**Instructions for the task**:
Show each line of the data below that contains the string "this". Case counts.

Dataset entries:
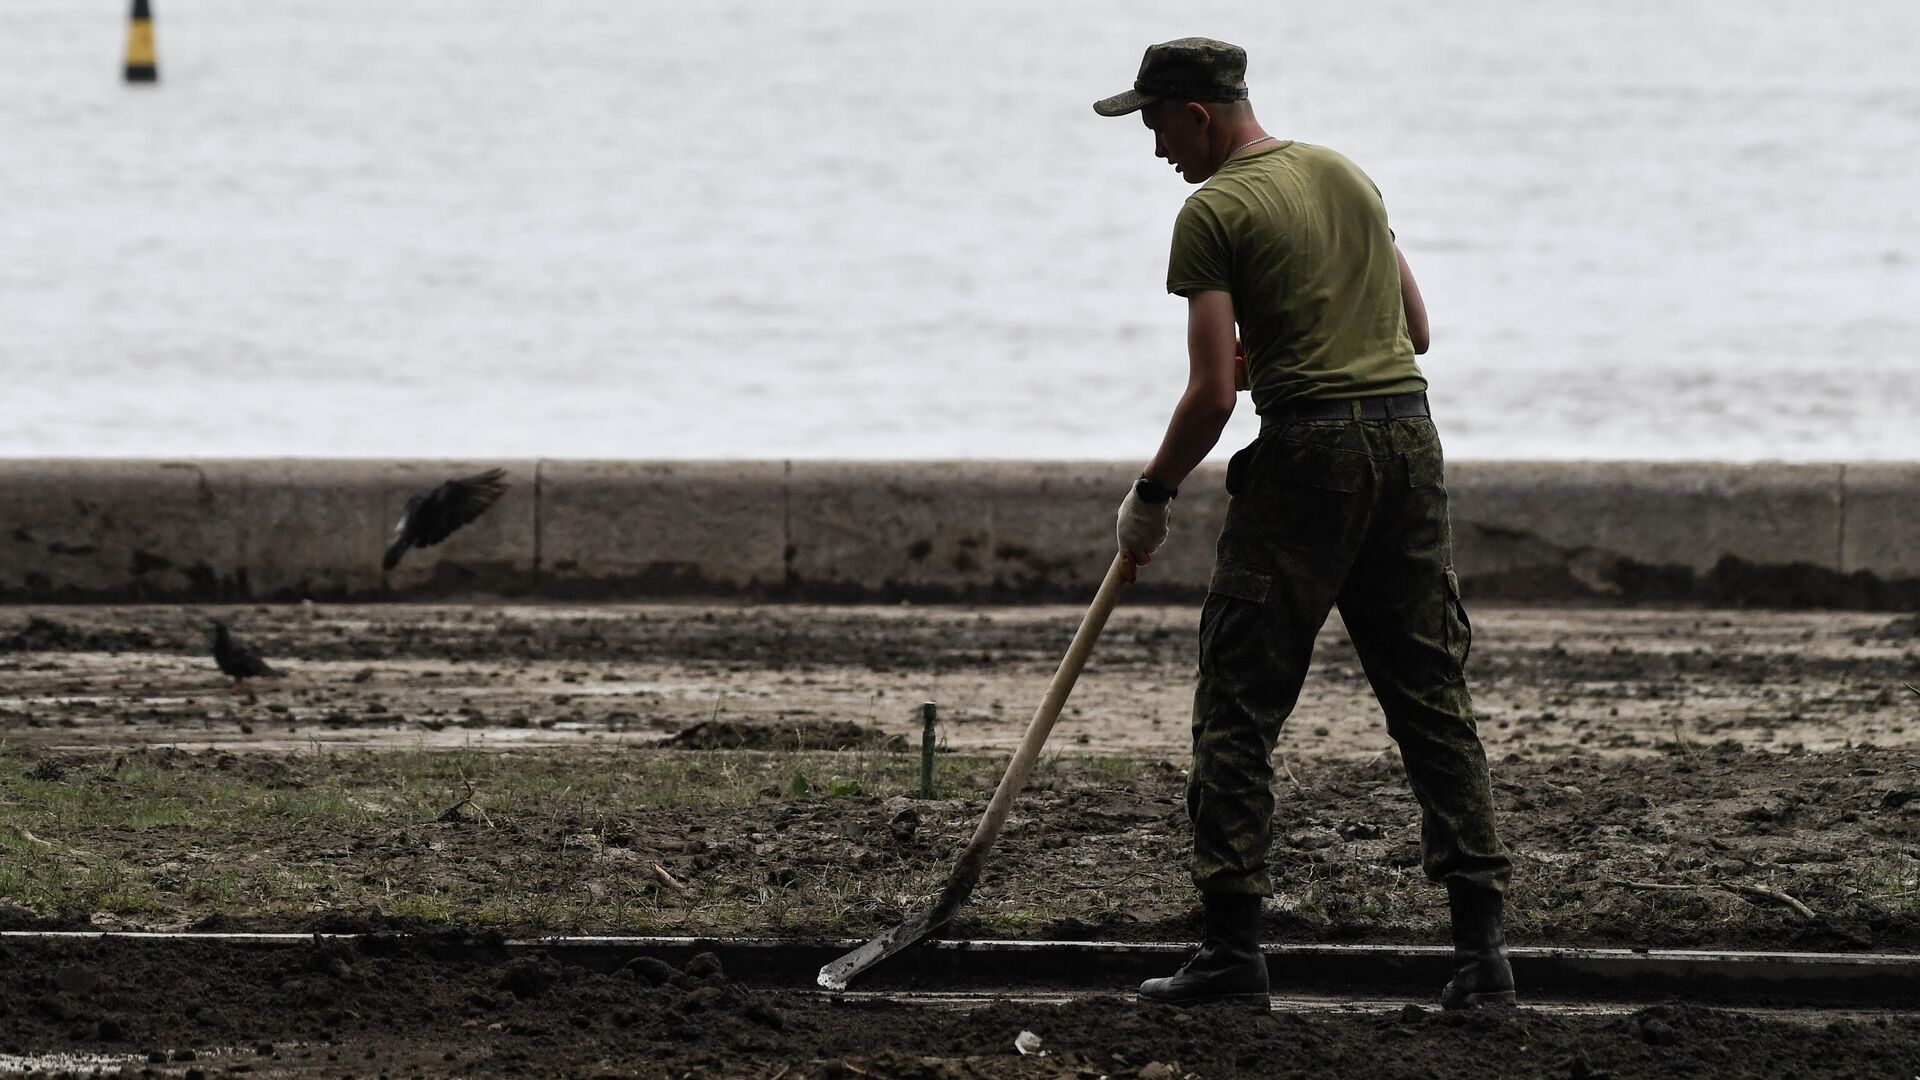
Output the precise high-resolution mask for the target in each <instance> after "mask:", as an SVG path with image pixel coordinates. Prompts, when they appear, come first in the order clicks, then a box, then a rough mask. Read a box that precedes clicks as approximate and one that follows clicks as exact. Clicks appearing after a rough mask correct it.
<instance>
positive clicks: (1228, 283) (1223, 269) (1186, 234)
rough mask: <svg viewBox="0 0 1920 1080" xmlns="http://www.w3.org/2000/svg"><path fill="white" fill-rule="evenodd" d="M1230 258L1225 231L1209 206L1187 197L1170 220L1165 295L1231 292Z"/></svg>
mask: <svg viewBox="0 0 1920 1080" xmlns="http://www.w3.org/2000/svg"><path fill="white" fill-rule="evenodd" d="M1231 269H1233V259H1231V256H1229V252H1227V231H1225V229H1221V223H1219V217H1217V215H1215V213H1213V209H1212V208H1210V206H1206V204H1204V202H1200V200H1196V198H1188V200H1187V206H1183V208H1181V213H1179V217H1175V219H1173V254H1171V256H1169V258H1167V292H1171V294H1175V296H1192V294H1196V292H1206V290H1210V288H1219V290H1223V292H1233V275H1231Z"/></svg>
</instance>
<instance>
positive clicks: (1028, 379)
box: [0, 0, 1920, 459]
---
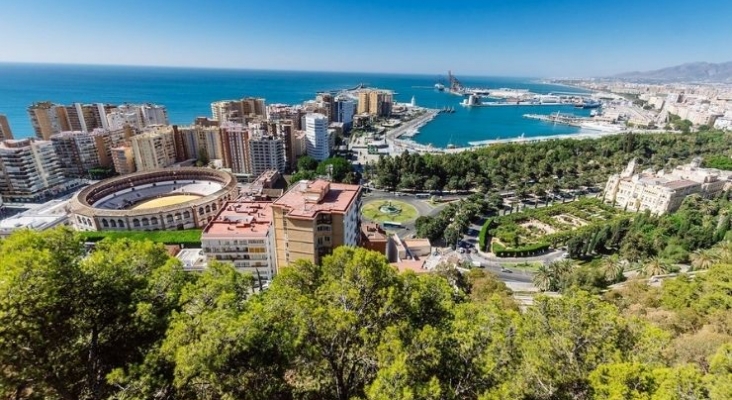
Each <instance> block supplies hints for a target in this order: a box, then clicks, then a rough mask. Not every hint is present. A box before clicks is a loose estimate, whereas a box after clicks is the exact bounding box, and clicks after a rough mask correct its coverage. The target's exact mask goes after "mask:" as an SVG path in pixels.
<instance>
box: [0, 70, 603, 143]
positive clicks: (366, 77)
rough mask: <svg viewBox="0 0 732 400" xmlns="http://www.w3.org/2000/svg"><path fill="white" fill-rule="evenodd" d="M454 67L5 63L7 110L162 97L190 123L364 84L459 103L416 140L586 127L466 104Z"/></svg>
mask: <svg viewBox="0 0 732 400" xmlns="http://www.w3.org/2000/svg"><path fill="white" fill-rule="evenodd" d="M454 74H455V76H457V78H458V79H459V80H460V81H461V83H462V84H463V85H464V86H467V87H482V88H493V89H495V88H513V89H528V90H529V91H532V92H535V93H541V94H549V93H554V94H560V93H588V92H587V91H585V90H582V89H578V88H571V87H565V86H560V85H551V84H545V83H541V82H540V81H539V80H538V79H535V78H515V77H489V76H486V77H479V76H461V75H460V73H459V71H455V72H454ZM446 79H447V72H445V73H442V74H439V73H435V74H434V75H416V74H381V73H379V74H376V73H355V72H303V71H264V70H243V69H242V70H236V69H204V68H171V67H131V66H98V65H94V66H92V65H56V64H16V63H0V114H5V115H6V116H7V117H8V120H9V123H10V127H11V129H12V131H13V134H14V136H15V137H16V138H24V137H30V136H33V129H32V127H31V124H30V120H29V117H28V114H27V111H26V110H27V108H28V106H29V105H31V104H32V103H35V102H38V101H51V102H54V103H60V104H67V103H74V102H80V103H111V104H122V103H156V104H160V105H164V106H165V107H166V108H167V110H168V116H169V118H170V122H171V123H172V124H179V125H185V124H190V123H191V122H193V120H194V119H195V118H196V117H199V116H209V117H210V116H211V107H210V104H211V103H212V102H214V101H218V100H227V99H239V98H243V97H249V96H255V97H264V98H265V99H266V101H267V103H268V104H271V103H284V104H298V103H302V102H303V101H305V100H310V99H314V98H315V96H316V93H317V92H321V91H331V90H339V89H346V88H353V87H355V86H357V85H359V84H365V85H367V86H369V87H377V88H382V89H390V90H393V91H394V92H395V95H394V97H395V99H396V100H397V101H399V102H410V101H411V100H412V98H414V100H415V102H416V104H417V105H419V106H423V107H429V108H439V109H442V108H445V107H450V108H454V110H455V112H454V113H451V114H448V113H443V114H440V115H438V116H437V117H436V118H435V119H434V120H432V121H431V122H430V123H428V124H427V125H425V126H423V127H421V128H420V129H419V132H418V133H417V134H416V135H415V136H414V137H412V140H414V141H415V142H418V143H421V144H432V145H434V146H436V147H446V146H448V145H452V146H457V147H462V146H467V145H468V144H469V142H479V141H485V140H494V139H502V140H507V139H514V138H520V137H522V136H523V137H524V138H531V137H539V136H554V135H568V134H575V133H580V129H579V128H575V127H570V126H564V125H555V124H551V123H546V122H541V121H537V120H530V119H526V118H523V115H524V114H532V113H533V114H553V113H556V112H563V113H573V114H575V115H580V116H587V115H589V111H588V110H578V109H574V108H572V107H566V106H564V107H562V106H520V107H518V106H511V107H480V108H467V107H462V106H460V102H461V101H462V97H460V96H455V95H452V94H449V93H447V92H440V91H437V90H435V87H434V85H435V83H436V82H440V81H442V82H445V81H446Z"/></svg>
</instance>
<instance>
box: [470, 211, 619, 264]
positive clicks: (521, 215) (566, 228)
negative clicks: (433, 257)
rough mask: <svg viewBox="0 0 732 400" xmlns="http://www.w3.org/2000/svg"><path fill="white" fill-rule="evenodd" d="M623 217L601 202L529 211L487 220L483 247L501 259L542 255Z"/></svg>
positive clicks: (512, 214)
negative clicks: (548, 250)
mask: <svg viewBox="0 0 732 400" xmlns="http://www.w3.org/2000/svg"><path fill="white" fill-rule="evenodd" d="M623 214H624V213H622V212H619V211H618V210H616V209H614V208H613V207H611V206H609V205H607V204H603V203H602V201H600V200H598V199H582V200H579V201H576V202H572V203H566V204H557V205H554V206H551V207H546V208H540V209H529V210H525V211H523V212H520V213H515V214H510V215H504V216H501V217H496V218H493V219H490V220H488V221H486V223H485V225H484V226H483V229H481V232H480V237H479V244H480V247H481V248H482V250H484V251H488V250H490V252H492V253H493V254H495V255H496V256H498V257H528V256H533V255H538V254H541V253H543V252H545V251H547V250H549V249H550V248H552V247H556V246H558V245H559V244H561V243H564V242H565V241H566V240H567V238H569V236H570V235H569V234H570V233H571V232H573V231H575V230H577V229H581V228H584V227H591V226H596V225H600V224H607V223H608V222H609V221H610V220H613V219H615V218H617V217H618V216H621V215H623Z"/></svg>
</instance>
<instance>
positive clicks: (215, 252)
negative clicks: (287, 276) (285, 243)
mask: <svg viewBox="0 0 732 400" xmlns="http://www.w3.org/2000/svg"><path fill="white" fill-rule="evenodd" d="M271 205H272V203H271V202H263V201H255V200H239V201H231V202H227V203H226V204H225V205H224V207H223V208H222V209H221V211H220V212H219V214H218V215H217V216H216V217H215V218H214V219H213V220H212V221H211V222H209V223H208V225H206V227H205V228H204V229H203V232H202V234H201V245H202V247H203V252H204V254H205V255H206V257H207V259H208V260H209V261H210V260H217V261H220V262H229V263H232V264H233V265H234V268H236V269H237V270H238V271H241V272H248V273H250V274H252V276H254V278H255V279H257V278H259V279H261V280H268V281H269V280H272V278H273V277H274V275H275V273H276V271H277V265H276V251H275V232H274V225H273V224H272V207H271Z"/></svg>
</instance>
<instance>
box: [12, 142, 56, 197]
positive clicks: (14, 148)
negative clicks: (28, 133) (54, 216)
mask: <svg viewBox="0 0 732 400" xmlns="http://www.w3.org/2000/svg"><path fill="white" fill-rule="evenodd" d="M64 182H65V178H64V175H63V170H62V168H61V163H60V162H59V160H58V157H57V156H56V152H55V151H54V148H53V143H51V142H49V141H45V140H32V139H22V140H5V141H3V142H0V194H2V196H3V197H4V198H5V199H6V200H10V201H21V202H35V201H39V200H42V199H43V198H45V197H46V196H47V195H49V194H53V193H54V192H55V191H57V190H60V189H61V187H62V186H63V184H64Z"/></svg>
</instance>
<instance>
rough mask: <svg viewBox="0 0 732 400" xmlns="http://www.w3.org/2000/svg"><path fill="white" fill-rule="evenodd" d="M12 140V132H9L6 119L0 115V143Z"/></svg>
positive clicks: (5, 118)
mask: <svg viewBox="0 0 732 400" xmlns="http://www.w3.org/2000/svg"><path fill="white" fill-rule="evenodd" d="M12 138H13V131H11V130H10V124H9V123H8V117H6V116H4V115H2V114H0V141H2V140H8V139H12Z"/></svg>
==
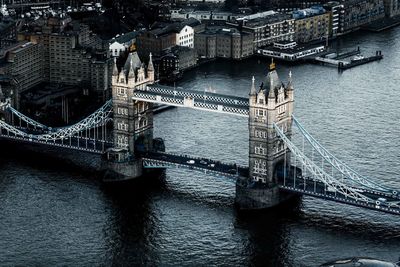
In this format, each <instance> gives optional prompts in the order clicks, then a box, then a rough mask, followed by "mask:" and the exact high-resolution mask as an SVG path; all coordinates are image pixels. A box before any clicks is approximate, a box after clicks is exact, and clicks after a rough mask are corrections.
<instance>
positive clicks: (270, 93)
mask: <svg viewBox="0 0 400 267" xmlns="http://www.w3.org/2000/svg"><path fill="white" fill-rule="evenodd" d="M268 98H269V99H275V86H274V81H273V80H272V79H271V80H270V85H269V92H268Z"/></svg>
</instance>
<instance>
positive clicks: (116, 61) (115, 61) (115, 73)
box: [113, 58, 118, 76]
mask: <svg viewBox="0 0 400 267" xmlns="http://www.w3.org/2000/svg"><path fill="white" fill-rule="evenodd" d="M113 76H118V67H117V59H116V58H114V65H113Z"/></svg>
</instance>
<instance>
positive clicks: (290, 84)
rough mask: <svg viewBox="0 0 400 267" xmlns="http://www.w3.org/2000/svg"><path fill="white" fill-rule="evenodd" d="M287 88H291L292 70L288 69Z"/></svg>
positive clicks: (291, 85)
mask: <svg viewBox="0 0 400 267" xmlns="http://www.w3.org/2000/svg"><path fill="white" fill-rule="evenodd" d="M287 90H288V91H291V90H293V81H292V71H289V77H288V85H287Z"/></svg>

**Task output**:
Each <instance> block supplies hints for a target in this order: a box, then clicks, then a rough mask. Not every hint is present. A box before clicks is a loose estimate, whereas a box after clicks is the exact bounding box, and clicks after a rough mask correct its coverage. The target's exact mask goes after "mask:" as an SVG path in pixels.
In this format, each <instance> gives optional prompts in the order clicks, then a box, then a rough mask, followed by "mask:" and the exact high-resolution mask as an SVG path; all coordinates are image pixels. A box before any clicks is approximate, a box after clicks is exact, and clicks after a rough mask are corrections.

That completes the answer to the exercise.